**PASSAGE SHOWN**
The ''Jerry Maguire'' sweetheart seems too nice to play the caustic British screwball, says Liane Bonin

Renee Zellweger, Bridget Jones's Diary
Credit: Bridget Jones's Diary: Alex Bailey

Why Renee Zellweger isn’t perfect as ”Bridget”

When Renée Zellweger was cast as the hard drinking, chain smoking bundle of neuroses in the screen adaptation of ”Bridget Jones’s Diary,” fans of the novel promptly declared the decision, as the heroine would write, a v.v. bad one. The ”Jerry Maguire” star was too scrawny and too cheerfully American to fill Jones’ shoes, they argued. How could she capture Bridget’s snarky imperfections?

But it seems all those cranky critics softened up as soon as the actress packed on 20 odd pounds and Londoned up her lingo for the role. Even ”Bridget” author Helen Fielding gave Zellweger a thumbs up, and reviewers on both sides of the channel followed suit (EW’s Lisa Schwarzbaum declared that Zellweger is ”thoroughly charming and believably British in the role”).

And now my question is: What movie are these people watching? Don’t get me wrong — I like Zellweger, and the bone I have to pick with her has nothing to do with her weight or her accent. I’ll gladly admit that in the right role she positively shimmers with star quality. In ”Maguire,” that Moon Pie face and those squinched up eyes broke our hearts before a single line of dialogue was uttered. And even miscast as she is in ”Bridget,” she certainly deserves an A for effort. Her Londonese is convincing enough for these American ears, and when Jones gets her heart trod on over the course of the movie, Zellweger perfectly captures Bridget’s aching humiliation.

But let’s face it. Zellweger is just too cuddly to portray Jones’ rough edges. In the book, the character possesses a biting wit and a knack for self destruction (”Alcohol units 6, cigarettes 25, calories 3800,” kicks off a typical diary entry), but Zellweger can’t help but bring a Pollyanna pluck to even Jones’ darkest moments. Whether she likes it or not, she exudes the kind of ”can do” spunk that Jones tries desperately (and fails hopelessly) to achieve in each page of her journal.

**WHAT TO DO**
Reproduce the stretch of the Bridget Jones casting piece from "The ''Jerry Maguire''" through "Bridget’s snarky imperfections?", word for word. Rely only on the Bridget Jones casting piece; draw on nothing outside it.

**DATA PROVIDED**
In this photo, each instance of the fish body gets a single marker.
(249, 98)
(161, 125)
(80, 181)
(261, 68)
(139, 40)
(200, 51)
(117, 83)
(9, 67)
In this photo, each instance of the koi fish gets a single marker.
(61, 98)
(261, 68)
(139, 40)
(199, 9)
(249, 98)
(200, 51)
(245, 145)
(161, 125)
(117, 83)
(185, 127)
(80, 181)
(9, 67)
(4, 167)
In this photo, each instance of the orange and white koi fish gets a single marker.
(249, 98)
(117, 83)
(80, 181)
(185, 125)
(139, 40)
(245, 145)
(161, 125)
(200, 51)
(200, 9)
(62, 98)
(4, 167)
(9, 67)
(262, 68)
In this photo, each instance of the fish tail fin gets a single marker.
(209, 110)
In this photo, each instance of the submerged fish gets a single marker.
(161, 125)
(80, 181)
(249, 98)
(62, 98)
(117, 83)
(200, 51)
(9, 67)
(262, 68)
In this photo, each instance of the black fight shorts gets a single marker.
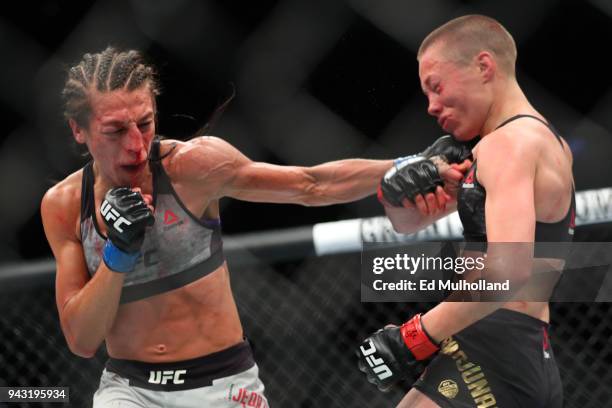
(504, 360)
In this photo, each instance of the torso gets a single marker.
(190, 321)
(553, 196)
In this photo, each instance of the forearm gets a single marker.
(344, 180)
(88, 316)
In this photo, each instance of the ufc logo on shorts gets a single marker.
(162, 377)
(378, 365)
(110, 214)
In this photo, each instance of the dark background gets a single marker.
(315, 80)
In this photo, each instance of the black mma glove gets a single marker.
(390, 354)
(126, 216)
(418, 174)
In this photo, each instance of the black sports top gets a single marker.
(471, 207)
(178, 249)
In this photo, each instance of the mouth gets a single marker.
(443, 121)
(134, 168)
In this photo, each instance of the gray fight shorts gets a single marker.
(225, 379)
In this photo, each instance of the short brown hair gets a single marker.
(464, 37)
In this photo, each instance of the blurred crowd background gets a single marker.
(315, 80)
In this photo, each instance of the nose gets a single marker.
(434, 108)
(134, 140)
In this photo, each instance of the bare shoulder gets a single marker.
(202, 157)
(60, 206)
(518, 140)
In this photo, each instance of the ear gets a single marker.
(77, 132)
(487, 66)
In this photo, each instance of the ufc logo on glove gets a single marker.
(110, 214)
(378, 365)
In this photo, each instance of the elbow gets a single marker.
(80, 349)
(78, 346)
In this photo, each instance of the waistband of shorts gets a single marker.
(514, 316)
(507, 326)
(186, 374)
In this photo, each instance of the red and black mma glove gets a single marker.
(418, 174)
(390, 354)
(126, 216)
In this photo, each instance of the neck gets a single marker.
(508, 100)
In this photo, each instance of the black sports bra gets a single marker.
(471, 208)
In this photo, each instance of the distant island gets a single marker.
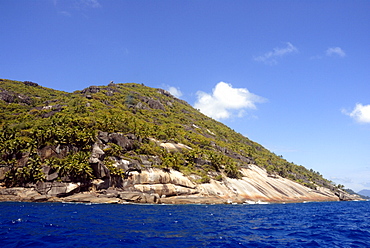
(128, 143)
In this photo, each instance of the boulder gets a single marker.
(57, 189)
(138, 197)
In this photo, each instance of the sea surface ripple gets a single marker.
(325, 224)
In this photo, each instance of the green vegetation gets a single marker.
(45, 127)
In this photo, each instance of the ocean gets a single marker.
(313, 224)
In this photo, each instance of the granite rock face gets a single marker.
(172, 187)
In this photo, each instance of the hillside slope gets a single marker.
(106, 137)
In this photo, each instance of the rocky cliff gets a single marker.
(131, 143)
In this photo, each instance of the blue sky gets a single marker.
(293, 76)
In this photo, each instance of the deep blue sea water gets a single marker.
(330, 224)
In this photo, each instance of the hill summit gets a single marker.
(129, 142)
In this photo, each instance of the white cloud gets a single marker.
(271, 57)
(174, 91)
(335, 51)
(226, 101)
(361, 113)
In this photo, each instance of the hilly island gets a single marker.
(129, 143)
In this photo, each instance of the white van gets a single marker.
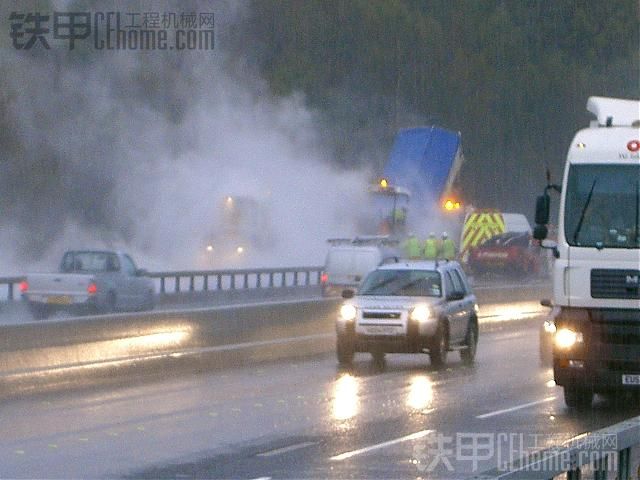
(349, 260)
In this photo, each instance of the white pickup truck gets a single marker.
(89, 282)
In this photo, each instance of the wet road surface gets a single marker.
(305, 419)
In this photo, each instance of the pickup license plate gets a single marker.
(59, 299)
(631, 380)
(381, 330)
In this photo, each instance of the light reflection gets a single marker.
(420, 393)
(345, 397)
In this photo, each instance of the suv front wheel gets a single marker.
(468, 354)
(439, 346)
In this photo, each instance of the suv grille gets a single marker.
(621, 284)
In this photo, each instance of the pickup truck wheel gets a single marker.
(345, 351)
(579, 398)
(378, 360)
(39, 312)
(111, 303)
(468, 355)
(439, 346)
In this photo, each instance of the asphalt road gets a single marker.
(305, 419)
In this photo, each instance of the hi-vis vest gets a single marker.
(479, 226)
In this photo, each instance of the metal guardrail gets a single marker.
(211, 280)
(11, 283)
(199, 280)
(601, 453)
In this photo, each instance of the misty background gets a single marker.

**ANSWER TO THIS TASK**
The ''Jerry Maguire'' sweetheart seems too nice to play the caustic British screwball, says Liane Bonin

Renee Zellweger, Bridget Jones's Diary
Credit: Bridget Jones's Diary: Alex Bailey

Why Renee Zellweger isn’t perfect as ”Bridget”

When Renée Zellweger was cast as the hard drinking, chain smoking bundle of neuroses in the screen adaptation of ”Bridget Jones’s Diary,” fans of the novel promptly declared the decision, as the heroine would write, a v.v. bad one. The ”Jerry Maguire” star was too scrawny and too cheerfully American to fill Jones’ shoes, they argued. How could she capture Bridget’s snarky imperfections?